### To be done
Which lines in the listing below contain the string "window" with matching capitalization? Copy each of those lines in full.

— START Stored records —

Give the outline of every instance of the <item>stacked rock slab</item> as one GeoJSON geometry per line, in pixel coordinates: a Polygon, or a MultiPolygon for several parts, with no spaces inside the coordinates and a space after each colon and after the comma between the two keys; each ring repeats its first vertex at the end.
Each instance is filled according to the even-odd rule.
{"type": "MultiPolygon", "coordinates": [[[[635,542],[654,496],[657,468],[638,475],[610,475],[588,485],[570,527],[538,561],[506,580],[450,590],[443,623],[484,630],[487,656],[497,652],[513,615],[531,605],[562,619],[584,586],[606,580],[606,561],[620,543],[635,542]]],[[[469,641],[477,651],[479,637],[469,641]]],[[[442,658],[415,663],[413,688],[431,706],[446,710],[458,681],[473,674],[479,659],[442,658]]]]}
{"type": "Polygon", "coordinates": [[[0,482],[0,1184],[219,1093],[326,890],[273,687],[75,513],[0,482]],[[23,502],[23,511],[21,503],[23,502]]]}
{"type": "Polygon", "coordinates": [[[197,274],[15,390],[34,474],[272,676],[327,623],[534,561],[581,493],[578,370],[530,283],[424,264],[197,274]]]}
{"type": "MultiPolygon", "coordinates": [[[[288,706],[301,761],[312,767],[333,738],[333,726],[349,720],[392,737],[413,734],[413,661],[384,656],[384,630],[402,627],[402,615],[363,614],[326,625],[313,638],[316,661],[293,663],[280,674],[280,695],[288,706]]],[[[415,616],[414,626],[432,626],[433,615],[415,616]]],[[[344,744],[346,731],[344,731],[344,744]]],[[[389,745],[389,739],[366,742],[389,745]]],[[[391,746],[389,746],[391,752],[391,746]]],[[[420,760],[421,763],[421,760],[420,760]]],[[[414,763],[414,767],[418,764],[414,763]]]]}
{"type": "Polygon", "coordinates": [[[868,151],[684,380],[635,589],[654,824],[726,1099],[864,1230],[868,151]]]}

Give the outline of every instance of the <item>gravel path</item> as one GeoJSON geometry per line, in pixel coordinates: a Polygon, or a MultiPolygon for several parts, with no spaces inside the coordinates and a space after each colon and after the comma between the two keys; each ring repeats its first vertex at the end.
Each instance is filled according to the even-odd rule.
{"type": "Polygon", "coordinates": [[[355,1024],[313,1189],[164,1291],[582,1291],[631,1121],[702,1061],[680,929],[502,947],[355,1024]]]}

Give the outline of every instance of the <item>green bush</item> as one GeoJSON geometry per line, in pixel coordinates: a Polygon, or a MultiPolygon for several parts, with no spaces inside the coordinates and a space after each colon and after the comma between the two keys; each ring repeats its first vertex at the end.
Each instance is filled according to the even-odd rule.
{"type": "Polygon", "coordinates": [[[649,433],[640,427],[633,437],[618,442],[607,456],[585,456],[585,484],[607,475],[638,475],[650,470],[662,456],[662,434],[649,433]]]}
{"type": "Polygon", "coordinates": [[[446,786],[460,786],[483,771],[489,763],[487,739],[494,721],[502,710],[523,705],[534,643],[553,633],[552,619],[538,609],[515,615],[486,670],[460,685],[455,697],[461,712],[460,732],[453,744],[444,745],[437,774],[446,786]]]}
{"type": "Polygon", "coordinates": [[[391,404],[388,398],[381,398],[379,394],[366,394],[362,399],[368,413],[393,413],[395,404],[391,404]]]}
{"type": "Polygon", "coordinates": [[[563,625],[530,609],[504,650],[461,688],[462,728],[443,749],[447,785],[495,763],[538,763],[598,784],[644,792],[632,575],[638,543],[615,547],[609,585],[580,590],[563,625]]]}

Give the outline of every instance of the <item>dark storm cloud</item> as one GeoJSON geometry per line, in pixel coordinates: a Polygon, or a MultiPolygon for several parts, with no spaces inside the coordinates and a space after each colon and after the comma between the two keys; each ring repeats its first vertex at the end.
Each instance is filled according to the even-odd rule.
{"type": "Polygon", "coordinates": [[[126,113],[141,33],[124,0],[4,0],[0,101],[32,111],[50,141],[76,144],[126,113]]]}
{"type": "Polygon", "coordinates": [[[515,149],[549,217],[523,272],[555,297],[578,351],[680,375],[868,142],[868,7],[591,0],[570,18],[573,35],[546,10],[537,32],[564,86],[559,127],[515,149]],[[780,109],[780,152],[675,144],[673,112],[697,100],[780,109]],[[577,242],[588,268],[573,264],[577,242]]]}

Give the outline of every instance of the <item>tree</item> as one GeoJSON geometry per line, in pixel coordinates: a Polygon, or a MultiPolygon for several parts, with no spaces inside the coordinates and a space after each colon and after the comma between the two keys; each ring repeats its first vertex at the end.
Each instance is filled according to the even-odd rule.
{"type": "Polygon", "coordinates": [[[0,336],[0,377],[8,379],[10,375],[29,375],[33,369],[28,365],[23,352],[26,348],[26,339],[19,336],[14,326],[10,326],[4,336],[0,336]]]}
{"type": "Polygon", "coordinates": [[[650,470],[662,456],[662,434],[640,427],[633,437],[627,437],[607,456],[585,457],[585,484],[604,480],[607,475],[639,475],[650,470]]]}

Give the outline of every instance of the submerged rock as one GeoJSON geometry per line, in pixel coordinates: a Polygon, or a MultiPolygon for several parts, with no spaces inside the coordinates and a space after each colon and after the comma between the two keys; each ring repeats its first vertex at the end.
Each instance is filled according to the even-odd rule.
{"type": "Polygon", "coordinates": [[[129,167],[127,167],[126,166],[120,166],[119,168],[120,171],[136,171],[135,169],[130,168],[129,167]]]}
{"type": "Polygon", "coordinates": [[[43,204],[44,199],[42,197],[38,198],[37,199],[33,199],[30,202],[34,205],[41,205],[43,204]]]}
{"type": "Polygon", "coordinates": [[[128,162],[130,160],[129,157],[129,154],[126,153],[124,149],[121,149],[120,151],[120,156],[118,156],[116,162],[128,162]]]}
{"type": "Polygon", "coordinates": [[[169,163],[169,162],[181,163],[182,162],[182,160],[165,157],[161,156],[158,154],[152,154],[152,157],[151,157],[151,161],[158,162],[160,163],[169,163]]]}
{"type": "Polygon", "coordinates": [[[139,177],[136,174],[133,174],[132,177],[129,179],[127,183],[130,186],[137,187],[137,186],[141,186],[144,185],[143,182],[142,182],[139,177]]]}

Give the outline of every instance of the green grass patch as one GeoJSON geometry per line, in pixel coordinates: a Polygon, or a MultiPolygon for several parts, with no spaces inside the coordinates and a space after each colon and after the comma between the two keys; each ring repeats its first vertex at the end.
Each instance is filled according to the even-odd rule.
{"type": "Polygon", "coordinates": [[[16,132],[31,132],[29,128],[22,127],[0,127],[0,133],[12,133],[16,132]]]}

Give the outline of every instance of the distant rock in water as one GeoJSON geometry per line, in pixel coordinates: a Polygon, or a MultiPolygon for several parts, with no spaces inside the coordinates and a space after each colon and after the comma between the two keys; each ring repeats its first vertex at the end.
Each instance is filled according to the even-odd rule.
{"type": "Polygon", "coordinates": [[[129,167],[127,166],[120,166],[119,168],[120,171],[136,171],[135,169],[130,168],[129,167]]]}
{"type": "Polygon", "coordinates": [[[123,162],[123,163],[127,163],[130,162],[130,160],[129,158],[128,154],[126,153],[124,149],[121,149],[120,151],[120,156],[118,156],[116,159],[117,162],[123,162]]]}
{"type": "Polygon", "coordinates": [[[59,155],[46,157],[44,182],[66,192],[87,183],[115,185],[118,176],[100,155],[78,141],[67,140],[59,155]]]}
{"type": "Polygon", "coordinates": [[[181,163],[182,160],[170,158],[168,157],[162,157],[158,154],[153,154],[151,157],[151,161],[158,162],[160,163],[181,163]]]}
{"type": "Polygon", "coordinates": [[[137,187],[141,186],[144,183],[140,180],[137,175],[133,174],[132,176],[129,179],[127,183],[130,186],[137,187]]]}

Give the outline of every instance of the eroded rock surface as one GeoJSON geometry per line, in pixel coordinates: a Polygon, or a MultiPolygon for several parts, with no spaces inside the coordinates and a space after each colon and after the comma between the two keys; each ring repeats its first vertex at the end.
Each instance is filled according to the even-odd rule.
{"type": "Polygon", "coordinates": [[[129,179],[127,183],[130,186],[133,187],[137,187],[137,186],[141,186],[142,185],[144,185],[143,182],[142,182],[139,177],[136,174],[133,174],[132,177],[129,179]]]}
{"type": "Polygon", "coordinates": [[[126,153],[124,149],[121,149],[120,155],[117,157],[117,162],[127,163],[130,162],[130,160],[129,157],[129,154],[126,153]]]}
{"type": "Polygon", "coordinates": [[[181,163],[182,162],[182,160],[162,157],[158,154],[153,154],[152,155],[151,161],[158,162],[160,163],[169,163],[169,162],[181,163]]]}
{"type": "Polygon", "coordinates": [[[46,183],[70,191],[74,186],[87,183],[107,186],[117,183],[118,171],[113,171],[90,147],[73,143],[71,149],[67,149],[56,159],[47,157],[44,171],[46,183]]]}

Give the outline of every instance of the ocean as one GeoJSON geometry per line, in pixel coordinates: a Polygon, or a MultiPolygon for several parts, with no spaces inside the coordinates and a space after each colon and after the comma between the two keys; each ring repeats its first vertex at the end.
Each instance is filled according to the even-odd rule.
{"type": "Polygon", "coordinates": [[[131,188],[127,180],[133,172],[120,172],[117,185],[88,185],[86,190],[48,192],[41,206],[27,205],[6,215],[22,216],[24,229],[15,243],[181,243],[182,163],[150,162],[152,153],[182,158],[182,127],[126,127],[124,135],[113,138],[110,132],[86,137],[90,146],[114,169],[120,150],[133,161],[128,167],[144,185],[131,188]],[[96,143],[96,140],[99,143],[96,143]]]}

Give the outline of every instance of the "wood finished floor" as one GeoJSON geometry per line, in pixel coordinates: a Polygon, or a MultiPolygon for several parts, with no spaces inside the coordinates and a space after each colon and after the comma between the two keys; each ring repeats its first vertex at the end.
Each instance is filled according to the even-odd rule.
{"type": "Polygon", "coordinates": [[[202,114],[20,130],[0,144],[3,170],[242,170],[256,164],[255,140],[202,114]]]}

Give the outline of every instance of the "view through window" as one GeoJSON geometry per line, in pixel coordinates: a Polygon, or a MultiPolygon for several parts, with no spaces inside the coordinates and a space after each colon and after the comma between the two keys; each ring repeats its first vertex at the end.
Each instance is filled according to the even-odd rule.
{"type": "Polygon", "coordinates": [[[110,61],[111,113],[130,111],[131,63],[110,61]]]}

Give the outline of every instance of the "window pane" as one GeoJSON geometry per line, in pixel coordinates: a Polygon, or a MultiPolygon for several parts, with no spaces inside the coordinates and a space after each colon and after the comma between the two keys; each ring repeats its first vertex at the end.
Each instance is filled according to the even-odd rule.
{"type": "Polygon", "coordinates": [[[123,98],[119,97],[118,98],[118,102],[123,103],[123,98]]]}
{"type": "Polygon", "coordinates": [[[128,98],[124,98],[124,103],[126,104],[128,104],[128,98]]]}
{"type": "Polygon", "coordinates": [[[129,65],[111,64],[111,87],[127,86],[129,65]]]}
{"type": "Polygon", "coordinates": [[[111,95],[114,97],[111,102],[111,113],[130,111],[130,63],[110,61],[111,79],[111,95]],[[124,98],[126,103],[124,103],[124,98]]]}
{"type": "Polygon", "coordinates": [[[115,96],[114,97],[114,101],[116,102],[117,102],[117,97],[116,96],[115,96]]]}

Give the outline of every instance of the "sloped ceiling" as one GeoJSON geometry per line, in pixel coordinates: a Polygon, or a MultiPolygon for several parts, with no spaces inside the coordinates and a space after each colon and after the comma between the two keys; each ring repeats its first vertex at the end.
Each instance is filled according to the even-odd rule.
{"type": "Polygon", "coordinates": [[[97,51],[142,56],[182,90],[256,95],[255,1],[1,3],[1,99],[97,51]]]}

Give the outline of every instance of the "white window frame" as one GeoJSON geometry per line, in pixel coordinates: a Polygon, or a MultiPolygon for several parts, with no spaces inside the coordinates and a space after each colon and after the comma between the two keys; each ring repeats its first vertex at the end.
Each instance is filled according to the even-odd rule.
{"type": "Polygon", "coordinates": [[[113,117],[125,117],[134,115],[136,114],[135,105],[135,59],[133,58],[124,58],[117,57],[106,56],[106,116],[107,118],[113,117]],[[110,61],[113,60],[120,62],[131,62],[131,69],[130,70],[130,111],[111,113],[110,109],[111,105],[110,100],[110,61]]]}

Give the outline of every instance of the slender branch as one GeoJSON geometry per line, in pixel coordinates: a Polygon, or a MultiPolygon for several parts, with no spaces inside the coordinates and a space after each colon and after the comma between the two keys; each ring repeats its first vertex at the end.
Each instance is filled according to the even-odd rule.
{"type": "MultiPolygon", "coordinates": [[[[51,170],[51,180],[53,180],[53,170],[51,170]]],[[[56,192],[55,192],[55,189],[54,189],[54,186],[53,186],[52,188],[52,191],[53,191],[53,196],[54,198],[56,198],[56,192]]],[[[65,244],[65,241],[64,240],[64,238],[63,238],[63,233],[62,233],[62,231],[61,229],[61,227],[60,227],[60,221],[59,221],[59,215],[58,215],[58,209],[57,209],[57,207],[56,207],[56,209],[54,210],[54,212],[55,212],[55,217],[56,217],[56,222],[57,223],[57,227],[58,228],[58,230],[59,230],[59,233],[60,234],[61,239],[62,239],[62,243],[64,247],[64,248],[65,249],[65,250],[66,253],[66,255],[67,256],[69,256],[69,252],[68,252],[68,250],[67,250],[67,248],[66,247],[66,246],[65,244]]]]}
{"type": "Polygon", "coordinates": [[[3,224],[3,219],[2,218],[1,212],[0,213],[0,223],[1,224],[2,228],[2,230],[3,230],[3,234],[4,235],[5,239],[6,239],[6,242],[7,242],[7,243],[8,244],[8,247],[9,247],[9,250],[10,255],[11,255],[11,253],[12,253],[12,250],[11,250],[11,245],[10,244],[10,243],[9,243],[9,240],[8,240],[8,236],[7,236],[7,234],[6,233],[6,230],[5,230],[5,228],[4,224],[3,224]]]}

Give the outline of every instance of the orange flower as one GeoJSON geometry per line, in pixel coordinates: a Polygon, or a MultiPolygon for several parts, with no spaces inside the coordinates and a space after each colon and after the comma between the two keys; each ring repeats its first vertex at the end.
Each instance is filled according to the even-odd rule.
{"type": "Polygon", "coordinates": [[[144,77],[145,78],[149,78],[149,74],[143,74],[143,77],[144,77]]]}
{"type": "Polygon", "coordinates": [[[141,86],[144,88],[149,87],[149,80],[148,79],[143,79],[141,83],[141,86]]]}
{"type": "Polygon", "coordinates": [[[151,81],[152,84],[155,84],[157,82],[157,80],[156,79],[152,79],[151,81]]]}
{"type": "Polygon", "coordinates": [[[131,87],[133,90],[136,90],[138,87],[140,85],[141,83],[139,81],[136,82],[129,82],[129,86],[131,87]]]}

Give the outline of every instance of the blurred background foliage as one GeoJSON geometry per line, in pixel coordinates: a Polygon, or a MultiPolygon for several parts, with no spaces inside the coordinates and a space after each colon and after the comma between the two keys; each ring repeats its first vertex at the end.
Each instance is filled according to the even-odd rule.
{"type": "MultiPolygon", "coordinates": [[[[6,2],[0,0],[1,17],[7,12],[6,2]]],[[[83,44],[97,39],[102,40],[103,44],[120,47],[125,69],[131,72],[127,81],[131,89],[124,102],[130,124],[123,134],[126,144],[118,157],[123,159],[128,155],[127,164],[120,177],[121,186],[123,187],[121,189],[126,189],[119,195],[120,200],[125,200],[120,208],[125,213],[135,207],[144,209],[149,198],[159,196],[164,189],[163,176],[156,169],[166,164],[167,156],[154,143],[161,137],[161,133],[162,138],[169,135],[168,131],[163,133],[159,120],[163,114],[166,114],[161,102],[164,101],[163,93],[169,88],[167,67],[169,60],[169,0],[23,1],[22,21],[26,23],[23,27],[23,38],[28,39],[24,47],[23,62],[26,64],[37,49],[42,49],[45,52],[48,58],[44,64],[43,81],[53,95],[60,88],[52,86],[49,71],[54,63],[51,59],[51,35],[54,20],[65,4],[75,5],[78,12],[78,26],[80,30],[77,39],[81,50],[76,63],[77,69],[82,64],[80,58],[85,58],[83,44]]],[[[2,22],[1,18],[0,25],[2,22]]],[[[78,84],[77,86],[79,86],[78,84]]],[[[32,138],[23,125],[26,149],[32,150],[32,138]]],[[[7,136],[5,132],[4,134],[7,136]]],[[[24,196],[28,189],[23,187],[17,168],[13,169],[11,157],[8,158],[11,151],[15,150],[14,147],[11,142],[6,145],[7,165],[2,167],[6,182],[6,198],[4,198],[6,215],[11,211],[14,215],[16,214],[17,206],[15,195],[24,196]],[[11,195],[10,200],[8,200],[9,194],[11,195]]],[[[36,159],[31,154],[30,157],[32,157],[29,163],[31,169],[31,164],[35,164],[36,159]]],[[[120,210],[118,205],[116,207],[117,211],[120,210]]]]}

— END Stored records —

### Result for this task
Give the outline of every instance of the "view through window" as one GeoJSON geometry per line, in pixel coordinates: a Polygon, or a MultiPolygon for several parts, with no spaces inside the coordinates and a space after each colon and after the comma between the two keys; each ring repeats its first vertex at the end.
Give the outline of every instance of the "window pane" as one GeoJSON geometry per line, in pixel coordinates: a Polygon, or a MultiPolygon for several parts, with no spaces inside the coordinates and a space after each colon and after the comma between the two keys; each ring repeats its first vertex at the end.
Give the outline of every instance of the "white window frame" as one GeoJSON geometry per line, in pixel coordinates: a Polygon, or a MultiPolygon for several parts, with no spaces inside the coordinates and a space after each colon and after the comma between the two keys; each ring repeats its first vertex at the end.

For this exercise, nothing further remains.